* Your task *
Return every line of the material below that contains the string "tower", copied in full.
[Begin Exercise material]
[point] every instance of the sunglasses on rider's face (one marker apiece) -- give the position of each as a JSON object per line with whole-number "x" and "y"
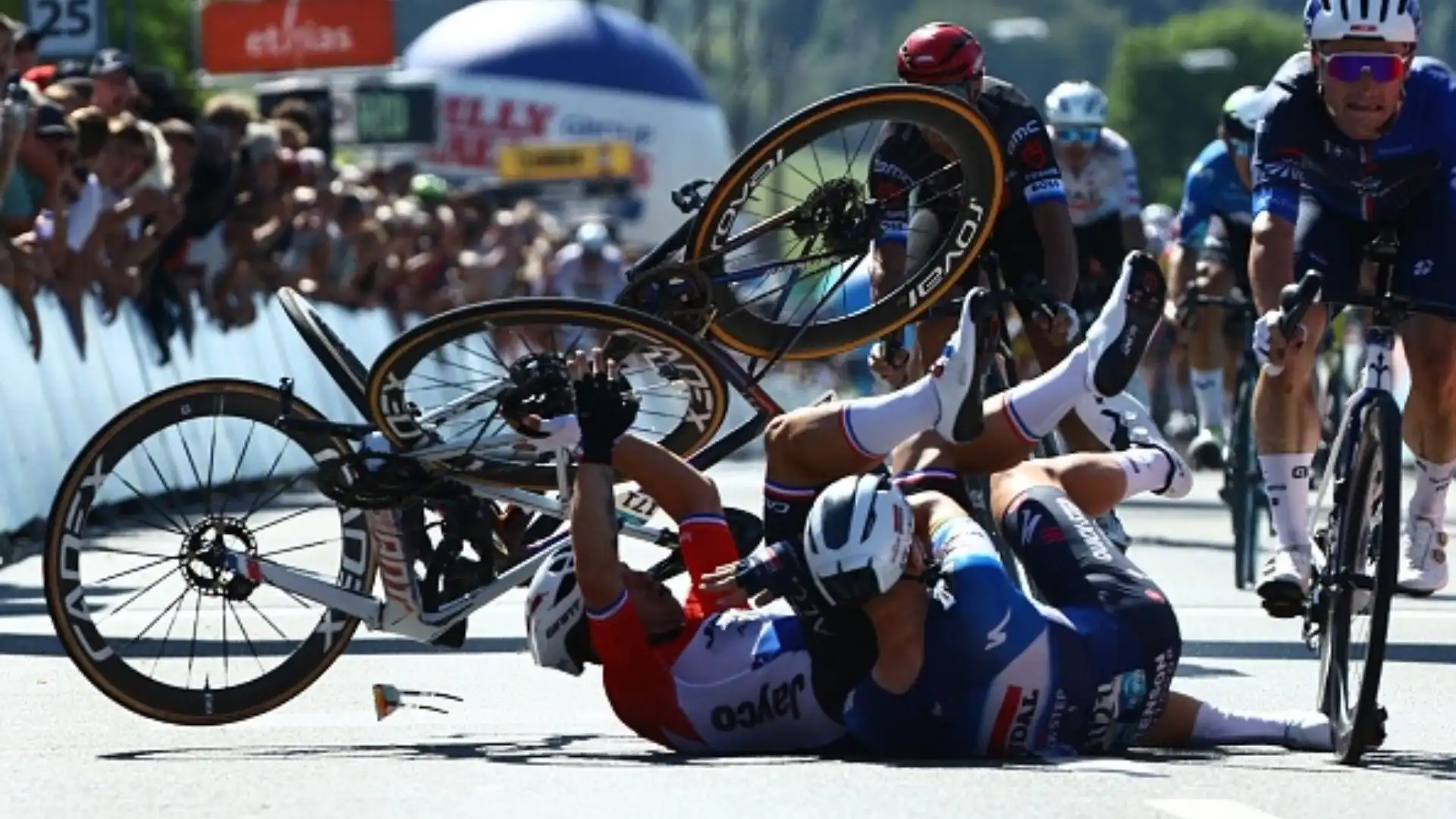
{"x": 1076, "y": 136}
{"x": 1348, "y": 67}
[End Exercise material]
[Begin Exercise material]
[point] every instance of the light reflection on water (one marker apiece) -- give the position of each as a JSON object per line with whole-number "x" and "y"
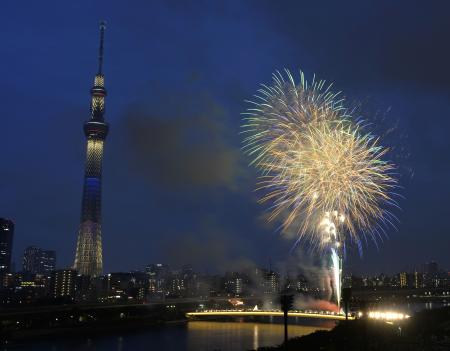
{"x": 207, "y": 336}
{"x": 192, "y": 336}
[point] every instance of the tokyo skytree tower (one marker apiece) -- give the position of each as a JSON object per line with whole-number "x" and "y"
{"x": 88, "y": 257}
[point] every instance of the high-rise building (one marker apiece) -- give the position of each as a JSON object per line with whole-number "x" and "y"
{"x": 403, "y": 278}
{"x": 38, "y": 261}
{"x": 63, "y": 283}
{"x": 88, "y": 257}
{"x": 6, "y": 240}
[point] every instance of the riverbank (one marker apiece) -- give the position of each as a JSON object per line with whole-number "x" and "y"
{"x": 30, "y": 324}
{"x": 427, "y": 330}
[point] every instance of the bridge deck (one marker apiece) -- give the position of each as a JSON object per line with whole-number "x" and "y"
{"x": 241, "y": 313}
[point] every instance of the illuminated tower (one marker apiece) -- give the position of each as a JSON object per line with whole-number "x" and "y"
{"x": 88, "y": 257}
[End Exercise material]
* Finished task *
[point] every instance of the tokyo skytree tower (one marker apiece) -- give the position of each as a JSON object per line with whole-number "x" and "y"
[point] every instance of the illuminated tower (one marker apiece) -- give the position of each as a JSON object per line with whole-number "x" and "y"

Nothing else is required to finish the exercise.